(Data records)
-- start --

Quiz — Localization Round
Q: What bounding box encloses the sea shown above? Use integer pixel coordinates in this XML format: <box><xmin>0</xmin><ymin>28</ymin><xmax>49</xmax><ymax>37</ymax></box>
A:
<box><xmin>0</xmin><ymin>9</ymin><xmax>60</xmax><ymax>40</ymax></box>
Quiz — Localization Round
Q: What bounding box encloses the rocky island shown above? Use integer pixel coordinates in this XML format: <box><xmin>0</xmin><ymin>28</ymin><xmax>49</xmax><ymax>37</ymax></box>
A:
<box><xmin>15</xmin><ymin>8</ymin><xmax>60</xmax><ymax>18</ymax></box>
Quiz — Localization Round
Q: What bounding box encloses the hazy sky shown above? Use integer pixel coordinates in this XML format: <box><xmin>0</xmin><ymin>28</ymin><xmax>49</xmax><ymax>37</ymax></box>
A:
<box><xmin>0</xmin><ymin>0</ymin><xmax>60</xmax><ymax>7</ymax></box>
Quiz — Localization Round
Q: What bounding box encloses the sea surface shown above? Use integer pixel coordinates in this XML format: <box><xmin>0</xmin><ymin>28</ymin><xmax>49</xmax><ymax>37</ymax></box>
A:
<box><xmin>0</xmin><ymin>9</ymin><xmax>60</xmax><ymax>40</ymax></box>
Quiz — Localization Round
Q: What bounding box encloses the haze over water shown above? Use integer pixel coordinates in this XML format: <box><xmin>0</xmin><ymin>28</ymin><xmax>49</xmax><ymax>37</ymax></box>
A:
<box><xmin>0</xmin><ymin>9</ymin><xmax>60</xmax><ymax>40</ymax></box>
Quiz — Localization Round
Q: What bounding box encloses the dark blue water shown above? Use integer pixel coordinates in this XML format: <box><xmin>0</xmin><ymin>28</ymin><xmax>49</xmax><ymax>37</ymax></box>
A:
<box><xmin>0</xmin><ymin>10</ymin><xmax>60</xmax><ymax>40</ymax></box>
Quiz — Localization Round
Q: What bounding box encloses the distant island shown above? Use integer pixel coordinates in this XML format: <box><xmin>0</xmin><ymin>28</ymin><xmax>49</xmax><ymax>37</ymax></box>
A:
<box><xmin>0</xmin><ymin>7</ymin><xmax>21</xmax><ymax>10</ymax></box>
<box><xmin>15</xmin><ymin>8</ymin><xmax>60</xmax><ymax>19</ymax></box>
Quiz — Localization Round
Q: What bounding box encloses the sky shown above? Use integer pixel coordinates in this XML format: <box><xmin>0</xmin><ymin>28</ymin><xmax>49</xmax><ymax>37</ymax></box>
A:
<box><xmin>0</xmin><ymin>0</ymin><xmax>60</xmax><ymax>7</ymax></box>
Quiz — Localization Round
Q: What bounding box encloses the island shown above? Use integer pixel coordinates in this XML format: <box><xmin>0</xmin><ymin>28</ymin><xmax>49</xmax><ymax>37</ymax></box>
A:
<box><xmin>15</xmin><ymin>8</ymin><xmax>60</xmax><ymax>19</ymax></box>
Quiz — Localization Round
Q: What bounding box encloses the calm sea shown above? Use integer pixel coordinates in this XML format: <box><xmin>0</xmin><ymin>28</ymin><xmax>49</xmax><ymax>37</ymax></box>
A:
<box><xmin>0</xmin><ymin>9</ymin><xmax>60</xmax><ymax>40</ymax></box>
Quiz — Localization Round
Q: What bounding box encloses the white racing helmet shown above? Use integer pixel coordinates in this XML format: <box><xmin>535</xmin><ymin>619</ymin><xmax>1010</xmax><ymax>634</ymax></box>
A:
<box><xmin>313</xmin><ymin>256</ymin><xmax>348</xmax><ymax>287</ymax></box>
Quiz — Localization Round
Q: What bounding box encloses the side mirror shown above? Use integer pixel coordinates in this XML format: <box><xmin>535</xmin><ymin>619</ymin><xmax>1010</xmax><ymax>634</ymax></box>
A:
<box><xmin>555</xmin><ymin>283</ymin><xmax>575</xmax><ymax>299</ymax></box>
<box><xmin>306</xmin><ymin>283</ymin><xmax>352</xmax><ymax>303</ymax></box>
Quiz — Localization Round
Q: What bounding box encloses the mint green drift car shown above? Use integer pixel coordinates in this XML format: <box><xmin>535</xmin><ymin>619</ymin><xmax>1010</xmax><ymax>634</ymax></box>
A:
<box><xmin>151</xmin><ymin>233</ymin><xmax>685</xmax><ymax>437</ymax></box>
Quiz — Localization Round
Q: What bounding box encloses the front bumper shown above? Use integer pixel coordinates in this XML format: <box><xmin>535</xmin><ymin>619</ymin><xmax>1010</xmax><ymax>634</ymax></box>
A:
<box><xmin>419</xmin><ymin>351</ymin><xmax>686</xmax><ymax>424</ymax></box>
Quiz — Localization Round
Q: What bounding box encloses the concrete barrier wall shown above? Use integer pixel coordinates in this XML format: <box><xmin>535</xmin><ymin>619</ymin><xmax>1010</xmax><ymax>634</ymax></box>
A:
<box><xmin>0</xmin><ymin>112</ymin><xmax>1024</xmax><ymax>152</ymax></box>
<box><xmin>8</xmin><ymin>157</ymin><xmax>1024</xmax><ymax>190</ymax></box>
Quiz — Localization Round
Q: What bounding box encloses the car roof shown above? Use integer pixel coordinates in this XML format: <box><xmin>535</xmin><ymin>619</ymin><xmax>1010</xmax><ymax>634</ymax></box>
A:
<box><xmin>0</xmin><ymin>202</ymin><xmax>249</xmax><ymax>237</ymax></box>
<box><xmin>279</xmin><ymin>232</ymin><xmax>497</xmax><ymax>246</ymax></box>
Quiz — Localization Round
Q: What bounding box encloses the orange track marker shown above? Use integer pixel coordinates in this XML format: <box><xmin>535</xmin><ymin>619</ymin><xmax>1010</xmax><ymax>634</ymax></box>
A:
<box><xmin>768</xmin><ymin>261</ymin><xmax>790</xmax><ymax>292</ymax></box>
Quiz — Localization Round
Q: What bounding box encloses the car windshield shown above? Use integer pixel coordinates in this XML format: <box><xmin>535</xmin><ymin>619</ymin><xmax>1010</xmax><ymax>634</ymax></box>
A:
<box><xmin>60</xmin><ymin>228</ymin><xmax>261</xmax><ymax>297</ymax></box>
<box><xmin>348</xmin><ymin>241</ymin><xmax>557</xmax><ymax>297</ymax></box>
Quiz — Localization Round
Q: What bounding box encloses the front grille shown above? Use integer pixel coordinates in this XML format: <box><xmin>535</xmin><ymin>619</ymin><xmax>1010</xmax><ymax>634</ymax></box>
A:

-- end --

Locate every row above that contains the word "rocky" and copy each of those rows in full.

Q: What bounding box encloses the rocky island shown above? Use integer pixel coordinates in this XML format: <box><xmin>0</xmin><ymin>28</ymin><xmax>49</xmax><ymax>37</ymax></box>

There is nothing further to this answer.